= Request =
Repeat precisely, and only, the lines between the line containing "for every instance of the green backpack, set" and the end of the listing below, both ends included.

======== Records to process ========

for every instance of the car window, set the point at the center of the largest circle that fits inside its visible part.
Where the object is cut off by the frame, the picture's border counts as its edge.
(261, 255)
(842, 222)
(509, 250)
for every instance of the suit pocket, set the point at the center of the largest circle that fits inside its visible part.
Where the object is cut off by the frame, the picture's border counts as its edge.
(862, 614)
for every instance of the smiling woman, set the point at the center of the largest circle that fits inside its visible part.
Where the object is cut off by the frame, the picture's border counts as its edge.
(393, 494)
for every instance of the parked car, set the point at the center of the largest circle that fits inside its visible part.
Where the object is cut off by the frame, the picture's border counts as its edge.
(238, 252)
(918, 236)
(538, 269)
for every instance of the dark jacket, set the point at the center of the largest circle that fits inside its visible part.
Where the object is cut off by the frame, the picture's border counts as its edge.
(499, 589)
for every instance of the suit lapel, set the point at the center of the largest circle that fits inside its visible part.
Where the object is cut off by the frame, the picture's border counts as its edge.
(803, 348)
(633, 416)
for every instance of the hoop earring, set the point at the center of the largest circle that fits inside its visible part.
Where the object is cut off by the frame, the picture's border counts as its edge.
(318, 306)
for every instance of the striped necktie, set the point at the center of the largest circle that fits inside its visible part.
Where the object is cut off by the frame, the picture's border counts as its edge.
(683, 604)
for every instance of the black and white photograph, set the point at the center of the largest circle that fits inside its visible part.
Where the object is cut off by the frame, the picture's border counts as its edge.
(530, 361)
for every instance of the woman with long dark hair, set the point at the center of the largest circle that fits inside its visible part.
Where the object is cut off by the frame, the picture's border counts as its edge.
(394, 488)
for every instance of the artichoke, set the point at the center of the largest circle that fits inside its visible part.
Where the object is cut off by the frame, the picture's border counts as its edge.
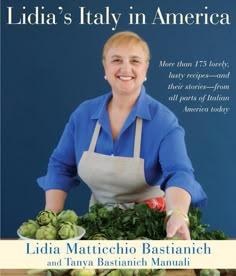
(45, 217)
(46, 232)
(29, 228)
(68, 215)
(67, 230)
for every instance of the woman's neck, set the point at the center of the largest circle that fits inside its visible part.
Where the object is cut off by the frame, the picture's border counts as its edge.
(123, 103)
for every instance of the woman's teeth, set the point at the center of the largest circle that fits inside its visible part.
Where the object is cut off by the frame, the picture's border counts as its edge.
(125, 78)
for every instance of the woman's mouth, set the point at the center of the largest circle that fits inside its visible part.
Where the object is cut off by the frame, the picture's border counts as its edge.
(125, 78)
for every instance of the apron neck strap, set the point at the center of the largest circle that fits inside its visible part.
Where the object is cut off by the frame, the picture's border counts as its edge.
(95, 137)
(137, 138)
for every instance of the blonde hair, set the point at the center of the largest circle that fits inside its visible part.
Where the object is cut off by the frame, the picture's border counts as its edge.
(126, 38)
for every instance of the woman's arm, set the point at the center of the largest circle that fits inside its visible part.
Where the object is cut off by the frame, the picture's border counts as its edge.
(55, 200)
(177, 203)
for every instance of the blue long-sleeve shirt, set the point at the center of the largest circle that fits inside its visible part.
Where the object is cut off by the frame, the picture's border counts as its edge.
(162, 146)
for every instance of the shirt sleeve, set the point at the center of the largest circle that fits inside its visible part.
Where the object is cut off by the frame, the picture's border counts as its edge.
(61, 171)
(176, 165)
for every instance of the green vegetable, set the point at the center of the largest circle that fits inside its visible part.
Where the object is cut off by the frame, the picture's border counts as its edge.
(46, 232)
(67, 215)
(29, 228)
(67, 230)
(114, 273)
(45, 217)
(141, 222)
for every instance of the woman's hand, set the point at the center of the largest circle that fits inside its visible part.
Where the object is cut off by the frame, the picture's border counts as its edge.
(177, 226)
(177, 205)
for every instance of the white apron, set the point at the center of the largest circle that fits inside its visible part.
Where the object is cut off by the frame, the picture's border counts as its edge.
(115, 179)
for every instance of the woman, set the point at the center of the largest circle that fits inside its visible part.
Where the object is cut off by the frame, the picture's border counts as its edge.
(126, 146)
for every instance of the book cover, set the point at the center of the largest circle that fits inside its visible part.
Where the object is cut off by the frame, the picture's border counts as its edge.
(52, 61)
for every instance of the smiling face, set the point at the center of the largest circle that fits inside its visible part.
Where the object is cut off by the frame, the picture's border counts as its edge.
(125, 67)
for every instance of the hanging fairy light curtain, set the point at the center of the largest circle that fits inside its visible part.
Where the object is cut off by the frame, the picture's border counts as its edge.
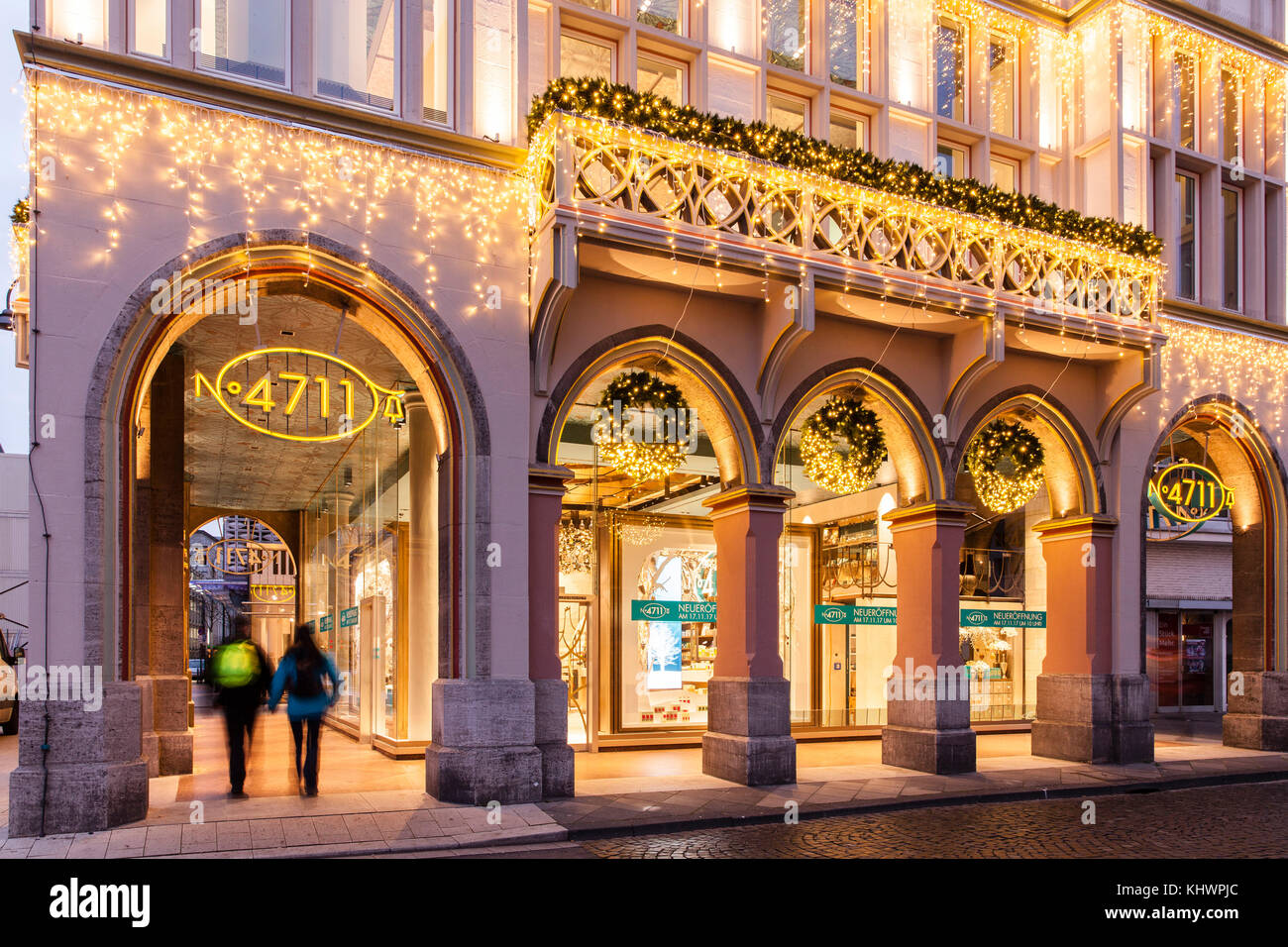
(643, 425)
(842, 446)
(1008, 462)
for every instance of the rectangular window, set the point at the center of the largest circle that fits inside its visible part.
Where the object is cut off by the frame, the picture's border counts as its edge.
(1005, 174)
(437, 55)
(356, 47)
(1186, 243)
(662, 78)
(664, 14)
(1232, 116)
(150, 27)
(1001, 84)
(848, 131)
(80, 21)
(588, 58)
(244, 39)
(951, 69)
(787, 33)
(789, 114)
(951, 161)
(1232, 256)
(848, 43)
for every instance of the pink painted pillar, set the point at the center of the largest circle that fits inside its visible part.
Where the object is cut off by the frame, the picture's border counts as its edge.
(748, 724)
(927, 697)
(1085, 711)
(545, 506)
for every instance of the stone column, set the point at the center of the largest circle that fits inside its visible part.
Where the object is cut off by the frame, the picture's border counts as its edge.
(748, 731)
(545, 506)
(163, 677)
(1085, 710)
(1257, 712)
(927, 699)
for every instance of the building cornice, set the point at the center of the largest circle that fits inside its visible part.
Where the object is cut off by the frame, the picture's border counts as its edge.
(214, 91)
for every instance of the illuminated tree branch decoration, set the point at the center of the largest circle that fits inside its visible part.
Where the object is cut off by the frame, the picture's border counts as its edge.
(842, 446)
(1006, 462)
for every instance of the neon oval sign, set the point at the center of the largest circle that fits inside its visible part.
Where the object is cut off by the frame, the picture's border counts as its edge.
(299, 385)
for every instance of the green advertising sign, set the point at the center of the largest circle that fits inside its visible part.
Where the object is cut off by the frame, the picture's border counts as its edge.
(854, 615)
(644, 609)
(1001, 617)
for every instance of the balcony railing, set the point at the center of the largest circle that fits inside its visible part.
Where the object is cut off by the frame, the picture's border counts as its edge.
(589, 163)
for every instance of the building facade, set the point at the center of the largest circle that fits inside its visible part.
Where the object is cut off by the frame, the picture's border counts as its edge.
(644, 372)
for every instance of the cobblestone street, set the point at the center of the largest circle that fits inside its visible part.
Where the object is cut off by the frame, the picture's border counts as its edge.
(1210, 822)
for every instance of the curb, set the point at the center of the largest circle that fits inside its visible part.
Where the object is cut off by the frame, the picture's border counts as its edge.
(665, 826)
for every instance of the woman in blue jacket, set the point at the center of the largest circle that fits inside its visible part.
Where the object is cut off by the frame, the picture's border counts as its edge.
(303, 672)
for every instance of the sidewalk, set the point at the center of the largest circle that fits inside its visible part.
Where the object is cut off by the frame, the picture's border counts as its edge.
(404, 821)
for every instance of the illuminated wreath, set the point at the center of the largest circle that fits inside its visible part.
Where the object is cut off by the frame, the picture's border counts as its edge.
(1006, 462)
(647, 459)
(849, 467)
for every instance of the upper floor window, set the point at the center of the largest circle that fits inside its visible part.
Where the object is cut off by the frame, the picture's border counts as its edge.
(356, 51)
(1001, 84)
(951, 68)
(848, 43)
(1186, 86)
(244, 38)
(80, 21)
(665, 14)
(787, 33)
(585, 56)
(150, 27)
(1232, 116)
(661, 77)
(436, 50)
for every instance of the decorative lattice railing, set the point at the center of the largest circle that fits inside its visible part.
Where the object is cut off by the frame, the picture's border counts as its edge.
(584, 161)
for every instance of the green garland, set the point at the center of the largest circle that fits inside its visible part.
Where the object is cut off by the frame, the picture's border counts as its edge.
(603, 99)
(855, 470)
(1006, 462)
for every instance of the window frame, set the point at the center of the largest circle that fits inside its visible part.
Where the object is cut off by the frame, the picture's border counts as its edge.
(287, 63)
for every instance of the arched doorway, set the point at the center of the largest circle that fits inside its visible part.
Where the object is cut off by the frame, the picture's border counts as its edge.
(1214, 534)
(303, 399)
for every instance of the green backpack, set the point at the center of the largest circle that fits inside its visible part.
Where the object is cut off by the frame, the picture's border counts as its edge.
(237, 664)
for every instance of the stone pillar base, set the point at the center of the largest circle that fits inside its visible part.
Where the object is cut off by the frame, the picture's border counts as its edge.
(552, 735)
(1094, 718)
(483, 742)
(1257, 718)
(928, 750)
(748, 737)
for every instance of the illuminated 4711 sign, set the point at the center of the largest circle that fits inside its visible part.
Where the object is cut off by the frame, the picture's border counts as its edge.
(299, 394)
(1188, 492)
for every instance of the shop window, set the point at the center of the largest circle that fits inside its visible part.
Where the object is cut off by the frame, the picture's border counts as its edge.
(951, 68)
(664, 14)
(150, 27)
(1232, 256)
(1186, 243)
(1005, 174)
(1001, 84)
(356, 51)
(787, 33)
(437, 56)
(583, 56)
(1232, 116)
(789, 112)
(1186, 86)
(848, 131)
(661, 77)
(951, 161)
(848, 43)
(244, 38)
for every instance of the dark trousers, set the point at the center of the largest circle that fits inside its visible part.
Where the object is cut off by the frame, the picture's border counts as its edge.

========

= Expected answer =
for every instance of the green backpack, set the point at the center of the largest circle that fits inside its visible part.
Where the object is cut off by the frame, the picture's border counts as its edge.
(237, 664)
for every instance of the stone pillar base, set the point at the center of the largest circle that fits inside its visible part.
Where the object is cut off by the frame, the picture's border counts as its edge.
(552, 735)
(1094, 718)
(483, 742)
(1257, 718)
(928, 750)
(748, 737)
for every instance of the illuminated 4711 sign, set the point at the center of the largest circle that fits inside its visible part.
Where the object is cut off by the frame, the picture's border counts as its edge.
(299, 394)
(1188, 492)
for every instance of the shop window, set the point at the center of the largest circle that fits inside its visible part.
Where the object is cut off by the frame, the picture's border counts as its edge.
(951, 68)
(664, 14)
(150, 27)
(1232, 256)
(1186, 243)
(1005, 174)
(1001, 84)
(356, 51)
(787, 33)
(437, 56)
(583, 56)
(1232, 116)
(789, 112)
(1186, 86)
(848, 131)
(661, 77)
(951, 161)
(848, 43)
(244, 38)
for every instance of the dark trousers, set the point at the center of the largest circle that fits inside its visible part.
Where the object is cut off by the frame, the picture's border counts as its edge.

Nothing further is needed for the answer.